§ EXERCISE: Exact reproduction of the following data is required.

------------------------------------

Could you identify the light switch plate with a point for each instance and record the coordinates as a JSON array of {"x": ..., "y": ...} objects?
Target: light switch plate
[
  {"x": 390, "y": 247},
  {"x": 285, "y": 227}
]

------------------------------------

§ EXERCISE OUTPUT:
Could you identify the light switch plate with a point for each instance and record the coordinates as a JSON array of {"x": ..., "y": ...} objects?
Target: light switch plate
[
  {"x": 390, "y": 247},
  {"x": 285, "y": 227}
]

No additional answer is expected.